• Exercise tasks:
1) Reproduce word for word the stretch of the sewer lawsuit article from "The sewer lines" through "14th Amendment rights.".
2) Condense the paragraph of the sewer lawsuit article that begins "According to the letter, Andy Stone" into a single shorter sentence that keeps its main facts.
3) According to the sewer lawsuit article, how much did the city spend to complete the project?

• Quoted text:
***

Sean Jones, who lives on Columbus Road and owns nearly 6.4 acres of land, is suing for compensation and an additional $125,000. He took action through the Athens County Common Pleas Court.
The sewer lines are located only three feet outside of the city right-of-way and onto Jones’ property, but he argues that the city violated his Fifth and 14th Amendment rights.
The Athens County Common Pleas Court filed a letter July 2 to Athens City Law Director Pat Lang requesting a response to the complaint, which is to be sent to Jones’ attorney, Robert Rittenhouse.
“The city merely conducted emergency maintenance on them when immediate action was necessary to prevent damage to private property and public infrastructure,” Lang said in his letter to Rittenhouse.
In the summer of 2009, city workers discovered a partially collapsed line underneath Jones’ property while they were fixing a storm sewer outfall line, according to the letter.
According to the letter, Andy Stone, the director of engineering and public works, believed that the 13-year-old line would eventually cause damage to the property and made plans to repair the line within one year using city funds.
But the repairs were put on hold “due to (Jones’) refusal,” Lang’s letter said.
It also said that Jones allegedly allowed workers onto his property to work, given that they tie in another drainage line. To avoid delay to the situation, the city completed the project for $40,000.
Lang added that the city is questioning whether the lines are even public. The letter said they were not built by the city, so they are not responsible for the lines being built “incorrectly.”
He also argues that there is nothing that clearly demonstrates that Jones should be compensated.
“The city believes that Mr. Jones has already benefitted greatly when the city tied in the new line,” he said in his letter. “That line was in poor condition and, when it eventually would have collapsed, would have been Mr. Jones’ responsibility to replace.”
Lang did not comment on where he believes the case will go from here.
This article appeared in print under the headline "Resident claims new sewer line violates amendment rights, responds with lawsuit."

***

• Stored rows:
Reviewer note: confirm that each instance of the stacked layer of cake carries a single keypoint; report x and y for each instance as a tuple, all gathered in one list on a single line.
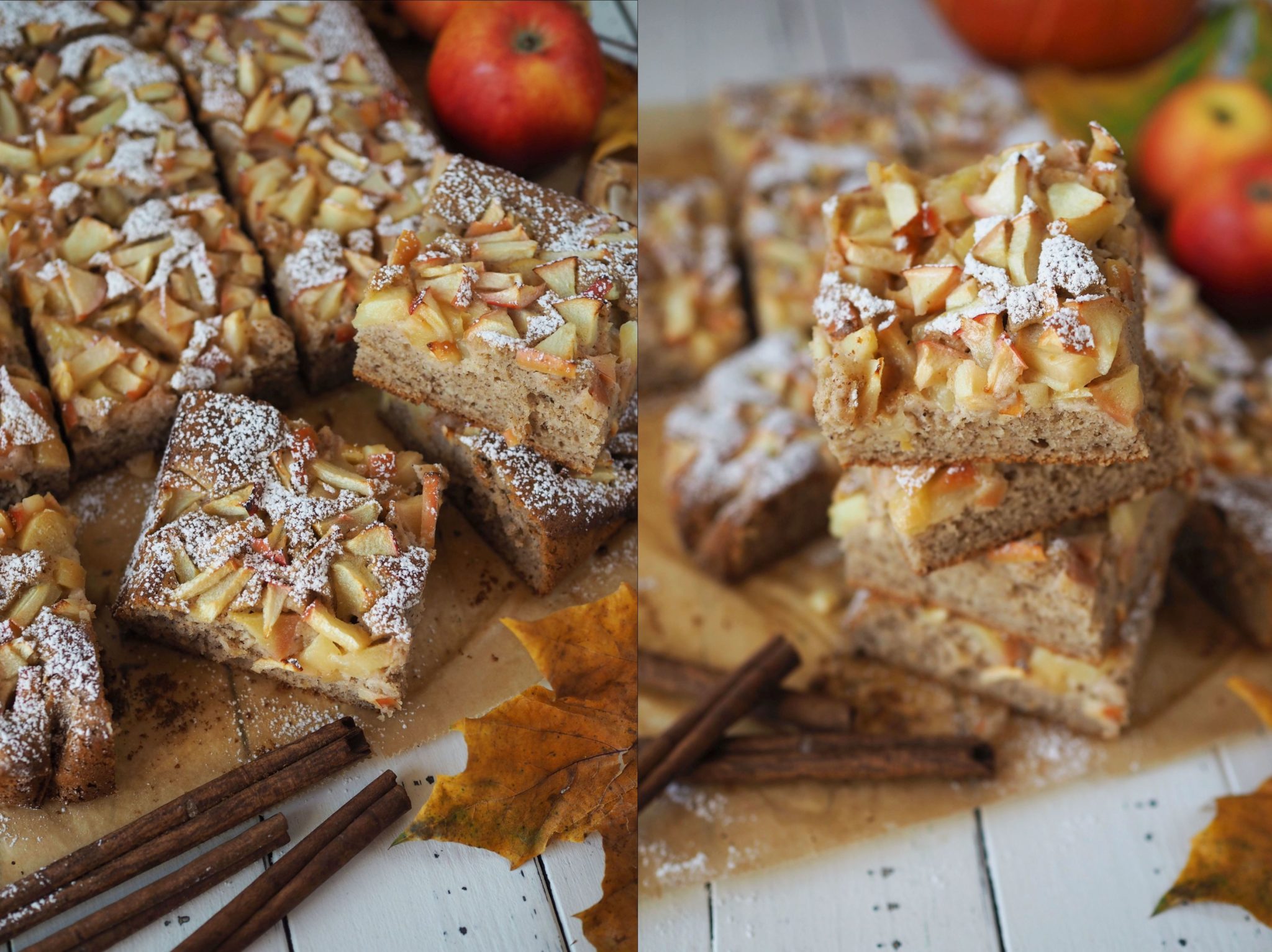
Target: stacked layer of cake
[(1009, 460), (1012, 447)]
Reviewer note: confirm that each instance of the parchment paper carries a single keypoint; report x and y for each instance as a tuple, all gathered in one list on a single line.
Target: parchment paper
[(695, 834), (181, 721)]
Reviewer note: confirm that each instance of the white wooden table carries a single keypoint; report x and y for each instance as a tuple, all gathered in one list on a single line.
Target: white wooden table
[(1075, 869), (419, 895)]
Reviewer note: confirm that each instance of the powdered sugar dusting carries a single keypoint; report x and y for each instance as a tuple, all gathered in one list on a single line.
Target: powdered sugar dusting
[(319, 262), (19, 424), (1068, 263), (842, 307)]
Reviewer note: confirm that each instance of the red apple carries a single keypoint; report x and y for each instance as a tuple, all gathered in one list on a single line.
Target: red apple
[(428, 17), (518, 83), (1222, 233), (1085, 35), (1200, 127)]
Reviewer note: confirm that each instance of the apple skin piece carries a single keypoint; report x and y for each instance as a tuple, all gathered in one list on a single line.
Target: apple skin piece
[(1121, 396), (1005, 193)]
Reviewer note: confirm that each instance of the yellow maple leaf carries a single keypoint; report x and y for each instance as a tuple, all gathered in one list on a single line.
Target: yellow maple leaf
[(611, 924), (1230, 861), (1258, 697), (558, 763)]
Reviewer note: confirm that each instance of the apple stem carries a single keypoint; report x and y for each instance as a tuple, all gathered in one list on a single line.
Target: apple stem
[(528, 42)]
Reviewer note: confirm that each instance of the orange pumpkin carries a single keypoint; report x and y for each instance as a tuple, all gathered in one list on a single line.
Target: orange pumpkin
[(1085, 35)]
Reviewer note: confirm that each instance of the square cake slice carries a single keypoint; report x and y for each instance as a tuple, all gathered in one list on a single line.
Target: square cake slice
[(694, 314), (514, 309), (1088, 696), (990, 314), (103, 114), (748, 476), (135, 308), (285, 551), (34, 458), (945, 514), (324, 153), (55, 722), (540, 516), (1066, 589), (34, 27), (807, 140)]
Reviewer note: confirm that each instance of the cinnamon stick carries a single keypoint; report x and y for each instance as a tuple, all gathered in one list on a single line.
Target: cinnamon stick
[(201, 828), (243, 907), (842, 758), (166, 818), (137, 910), (804, 710), (326, 862), (694, 733)]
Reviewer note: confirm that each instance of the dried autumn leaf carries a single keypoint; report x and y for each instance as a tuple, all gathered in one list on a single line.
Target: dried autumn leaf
[(611, 924), (1232, 859), (558, 763), (616, 127), (1258, 697)]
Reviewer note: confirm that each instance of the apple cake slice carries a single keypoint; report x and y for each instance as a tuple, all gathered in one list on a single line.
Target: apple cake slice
[(989, 314), (55, 722), (748, 476), (325, 155), (1089, 696), (694, 314), (514, 309), (1066, 589), (102, 114), (1227, 546), (32, 27), (540, 516), (34, 458), (944, 514), (285, 551), (751, 124), (791, 147), (130, 315)]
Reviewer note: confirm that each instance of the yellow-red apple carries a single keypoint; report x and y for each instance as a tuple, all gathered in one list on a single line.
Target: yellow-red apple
[(1202, 126), (1222, 233), (518, 83)]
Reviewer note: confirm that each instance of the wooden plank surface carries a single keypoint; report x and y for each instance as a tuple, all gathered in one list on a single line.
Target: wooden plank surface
[(917, 889)]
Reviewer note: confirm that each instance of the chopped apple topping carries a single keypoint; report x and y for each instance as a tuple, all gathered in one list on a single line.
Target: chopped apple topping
[(1009, 296)]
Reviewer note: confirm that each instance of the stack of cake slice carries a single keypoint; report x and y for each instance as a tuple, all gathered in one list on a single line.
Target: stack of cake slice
[(981, 369)]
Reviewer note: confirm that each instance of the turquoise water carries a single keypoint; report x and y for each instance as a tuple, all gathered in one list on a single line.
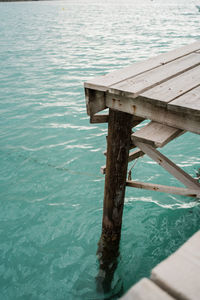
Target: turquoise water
[(50, 183)]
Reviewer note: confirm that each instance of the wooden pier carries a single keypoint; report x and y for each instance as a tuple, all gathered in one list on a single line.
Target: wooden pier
[(165, 90)]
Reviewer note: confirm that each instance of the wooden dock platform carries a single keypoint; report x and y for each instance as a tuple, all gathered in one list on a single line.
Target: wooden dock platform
[(177, 277), (164, 91)]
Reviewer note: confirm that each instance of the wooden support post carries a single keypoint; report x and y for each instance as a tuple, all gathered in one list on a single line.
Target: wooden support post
[(119, 132), (118, 144)]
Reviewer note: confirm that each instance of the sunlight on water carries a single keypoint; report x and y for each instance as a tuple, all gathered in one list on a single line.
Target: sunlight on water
[(50, 181)]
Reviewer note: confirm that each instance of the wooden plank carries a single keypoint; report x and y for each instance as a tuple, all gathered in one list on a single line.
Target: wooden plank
[(146, 289), (102, 82), (175, 87), (187, 102), (144, 108), (135, 154), (99, 119), (156, 134), (163, 188), (179, 274), (168, 165), (144, 82), (95, 101)]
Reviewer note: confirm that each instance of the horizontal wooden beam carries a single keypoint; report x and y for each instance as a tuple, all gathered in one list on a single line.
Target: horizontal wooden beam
[(148, 110), (99, 119), (156, 134), (164, 188), (169, 166)]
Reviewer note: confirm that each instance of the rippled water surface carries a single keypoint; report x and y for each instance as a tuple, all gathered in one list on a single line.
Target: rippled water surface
[(50, 184)]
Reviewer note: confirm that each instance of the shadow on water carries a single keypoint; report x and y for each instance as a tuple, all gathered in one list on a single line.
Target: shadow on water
[(108, 254)]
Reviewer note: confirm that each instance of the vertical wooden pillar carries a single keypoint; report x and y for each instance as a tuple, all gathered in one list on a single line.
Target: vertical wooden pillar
[(118, 144)]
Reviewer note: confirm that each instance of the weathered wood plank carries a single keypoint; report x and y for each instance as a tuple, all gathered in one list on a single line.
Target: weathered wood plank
[(135, 154), (146, 289), (144, 82), (156, 134), (187, 102), (179, 274), (168, 165), (164, 188), (102, 82), (132, 156), (142, 107), (94, 119), (175, 87), (95, 101)]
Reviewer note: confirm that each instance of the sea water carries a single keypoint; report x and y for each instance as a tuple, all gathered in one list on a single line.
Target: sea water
[(51, 189)]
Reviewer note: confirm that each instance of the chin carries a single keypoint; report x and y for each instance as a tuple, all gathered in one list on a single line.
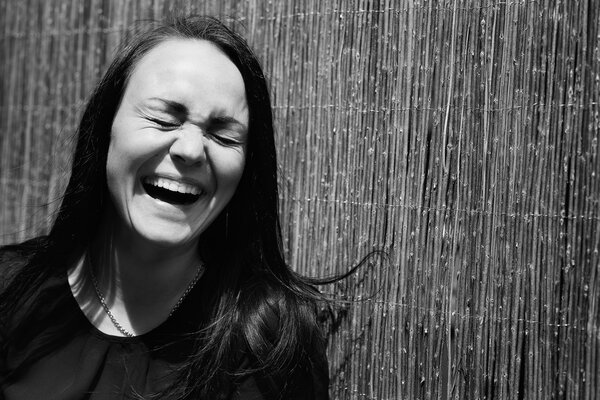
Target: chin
[(161, 237)]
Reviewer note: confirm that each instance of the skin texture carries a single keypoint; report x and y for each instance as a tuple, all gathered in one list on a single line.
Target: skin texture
[(184, 117)]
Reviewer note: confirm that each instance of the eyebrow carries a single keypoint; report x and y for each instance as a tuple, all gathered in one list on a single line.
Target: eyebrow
[(181, 110)]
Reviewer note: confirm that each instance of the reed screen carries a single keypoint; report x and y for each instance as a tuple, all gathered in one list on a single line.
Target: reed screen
[(461, 137)]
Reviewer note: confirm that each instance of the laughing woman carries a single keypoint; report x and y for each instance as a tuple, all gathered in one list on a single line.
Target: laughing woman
[(163, 275)]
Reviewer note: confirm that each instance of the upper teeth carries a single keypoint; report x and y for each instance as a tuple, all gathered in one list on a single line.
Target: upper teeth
[(172, 185)]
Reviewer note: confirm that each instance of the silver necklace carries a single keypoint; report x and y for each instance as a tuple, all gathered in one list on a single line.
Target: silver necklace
[(116, 323)]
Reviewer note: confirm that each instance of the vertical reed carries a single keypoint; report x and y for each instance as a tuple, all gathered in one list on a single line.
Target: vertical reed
[(459, 136)]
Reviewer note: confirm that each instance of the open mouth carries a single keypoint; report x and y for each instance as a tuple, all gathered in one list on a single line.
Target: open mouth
[(171, 191)]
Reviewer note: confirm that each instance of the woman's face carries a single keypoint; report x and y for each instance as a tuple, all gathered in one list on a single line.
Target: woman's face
[(178, 142)]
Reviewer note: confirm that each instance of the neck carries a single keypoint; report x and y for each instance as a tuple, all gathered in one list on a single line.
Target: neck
[(141, 283)]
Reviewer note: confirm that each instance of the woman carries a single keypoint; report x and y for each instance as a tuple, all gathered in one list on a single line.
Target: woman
[(163, 275)]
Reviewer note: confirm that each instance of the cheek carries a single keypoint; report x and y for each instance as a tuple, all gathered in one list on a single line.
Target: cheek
[(229, 167)]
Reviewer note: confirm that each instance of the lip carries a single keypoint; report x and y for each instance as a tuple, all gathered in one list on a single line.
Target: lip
[(176, 179)]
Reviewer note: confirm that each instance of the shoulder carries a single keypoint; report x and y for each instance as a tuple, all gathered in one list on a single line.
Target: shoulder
[(14, 257)]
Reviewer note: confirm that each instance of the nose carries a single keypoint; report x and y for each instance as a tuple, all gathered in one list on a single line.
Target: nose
[(189, 146)]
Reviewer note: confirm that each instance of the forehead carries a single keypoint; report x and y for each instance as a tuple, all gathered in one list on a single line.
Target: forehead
[(186, 69)]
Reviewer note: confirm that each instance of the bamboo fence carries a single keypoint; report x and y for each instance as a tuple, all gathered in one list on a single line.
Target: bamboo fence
[(459, 136)]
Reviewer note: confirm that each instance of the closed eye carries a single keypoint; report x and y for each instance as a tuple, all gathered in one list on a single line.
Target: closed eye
[(164, 124), (221, 137)]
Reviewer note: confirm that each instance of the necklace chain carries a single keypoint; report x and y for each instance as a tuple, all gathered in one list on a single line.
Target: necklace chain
[(112, 317)]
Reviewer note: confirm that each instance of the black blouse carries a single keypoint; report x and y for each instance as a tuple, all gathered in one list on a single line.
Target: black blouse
[(89, 364)]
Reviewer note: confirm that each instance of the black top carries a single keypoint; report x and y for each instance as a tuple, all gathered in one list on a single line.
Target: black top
[(89, 364)]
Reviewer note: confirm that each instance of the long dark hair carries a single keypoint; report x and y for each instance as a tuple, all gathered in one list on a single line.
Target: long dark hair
[(258, 304)]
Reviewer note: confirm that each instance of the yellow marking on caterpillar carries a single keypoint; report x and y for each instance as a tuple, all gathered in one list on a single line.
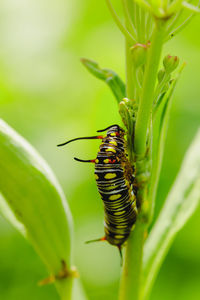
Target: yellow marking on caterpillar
[(110, 175), (113, 142), (117, 236), (110, 150), (119, 212), (115, 197), (106, 161)]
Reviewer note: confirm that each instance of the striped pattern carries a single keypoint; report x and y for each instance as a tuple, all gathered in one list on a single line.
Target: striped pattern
[(114, 177)]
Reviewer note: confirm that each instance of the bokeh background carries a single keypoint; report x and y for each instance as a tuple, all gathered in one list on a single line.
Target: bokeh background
[(48, 97)]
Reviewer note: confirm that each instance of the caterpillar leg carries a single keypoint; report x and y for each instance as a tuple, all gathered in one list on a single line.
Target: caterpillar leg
[(97, 240)]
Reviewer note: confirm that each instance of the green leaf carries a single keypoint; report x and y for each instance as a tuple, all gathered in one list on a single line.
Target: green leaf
[(115, 83), (33, 201), (180, 204), (190, 7)]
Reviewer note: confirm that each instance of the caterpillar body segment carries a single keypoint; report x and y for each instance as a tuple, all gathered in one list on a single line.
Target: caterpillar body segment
[(115, 182)]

***

• Completed exercise:
1)
The sewer lines are located only three feet outside of the city right-of-way and onto Jones’ property, but he argues that the city violated his Fifth and 14th Amendment rights.

2) The letter says engineering and public works director Andy Stone believed the 13-year-old line would eventually damage the property and planned to repair it within a year using city funds.

3) $40,000.